WRITTEN PROBLEM> Update everything from the line containing "Highlight-reel tagging: indicate the winter" down to the end of the data by changing "pavement" to "sidewalk" and leaving all else as it is. Return only those lines.

LISTED ENTRIES>
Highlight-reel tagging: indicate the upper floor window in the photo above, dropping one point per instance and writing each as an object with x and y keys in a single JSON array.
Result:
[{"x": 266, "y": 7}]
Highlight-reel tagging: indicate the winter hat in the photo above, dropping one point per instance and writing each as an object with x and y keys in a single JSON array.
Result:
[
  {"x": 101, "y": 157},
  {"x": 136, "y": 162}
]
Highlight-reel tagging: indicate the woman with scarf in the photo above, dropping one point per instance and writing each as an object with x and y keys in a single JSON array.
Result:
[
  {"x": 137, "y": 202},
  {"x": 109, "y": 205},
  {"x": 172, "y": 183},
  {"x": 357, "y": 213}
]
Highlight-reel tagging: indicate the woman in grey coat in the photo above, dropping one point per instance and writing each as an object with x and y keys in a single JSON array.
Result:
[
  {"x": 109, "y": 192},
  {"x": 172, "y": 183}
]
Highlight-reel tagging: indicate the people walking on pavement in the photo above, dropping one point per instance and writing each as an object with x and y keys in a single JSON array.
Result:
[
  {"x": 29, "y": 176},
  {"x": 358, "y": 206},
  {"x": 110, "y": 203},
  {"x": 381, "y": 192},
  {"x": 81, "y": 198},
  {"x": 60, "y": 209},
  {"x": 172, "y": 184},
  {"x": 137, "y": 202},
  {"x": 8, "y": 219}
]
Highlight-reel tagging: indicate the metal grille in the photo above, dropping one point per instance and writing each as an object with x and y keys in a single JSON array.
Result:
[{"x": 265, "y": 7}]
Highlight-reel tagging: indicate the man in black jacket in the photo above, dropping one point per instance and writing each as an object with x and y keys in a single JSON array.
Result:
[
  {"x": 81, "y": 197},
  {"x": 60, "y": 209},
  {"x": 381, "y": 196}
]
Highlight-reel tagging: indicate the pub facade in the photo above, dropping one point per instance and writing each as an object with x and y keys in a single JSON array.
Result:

SOLUTION TO THIS PROBLEM>
Highlight-reel tagging: indicate the winter hat in the photo above, dropping one point per instance and writing each as an object with x and y keys in a single JSON array.
Result:
[
  {"x": 101, "y": 157},
  {"x": 136, "y": 162}
]
Highlight-reel tagging: indicate the woman with scarf in the photo above, dropping one point per instance and writing each as an object with x and y keys in a single JSON array.
Result:
[
  {"x": 137, "y": 202},
  {"x": 109, "y": 205},
  {"x": 172, "y": 183},
  {"x": 357, "y": 213}
]
Highlight-reel tagging: indicate the woman in grey coat in the photo above, dropping one point per instance and writing each as an object with x and y keys in a single JSON array.
Result:
[
  {"x": 109, "y": 192},
  {"x": 172, "y": 183}
]
Highlight-reel tagging: indicate the people walking on sidewalk in the photo above, dropping one point per instance and writing each as an object with x and y keys in a single JSON array.
Result:
[
  {"x": 29, "y": 176},
  {"x": 358, "y": 206},
  {"x": 110, "y": 203},
  {"x": 381, "y": 192},
  {"x": 81, "y": 198},
  {"x": 60, "y": 209},
  {"x": 172, "y": 184},
  {"x": 137, "y": 202},
  {"x": 8, "y": 219}
]
Highlight-reel tagging: indicate the metal grille in the photo above, dropping one point per instance and writing each as an object with x and y keys in a single JSON array.
Result:
[{"x": 265, "y": 7}]
Highlight-reel tagging: indicate the man in black jacket in the photo above, dropping one point per instance and writing each as an object with x and y keys in a single JSON array.
Result:
[
  {"x": 81, "y": 197},
  {"x": 60, "y": 209},
  {"x": 381, "y": 196}
]
Highlight-reel tagging: indicate the pub facade in the photo above, dropping one point per instance and writing each as an object with x and y keys in a single JSON array.
Result:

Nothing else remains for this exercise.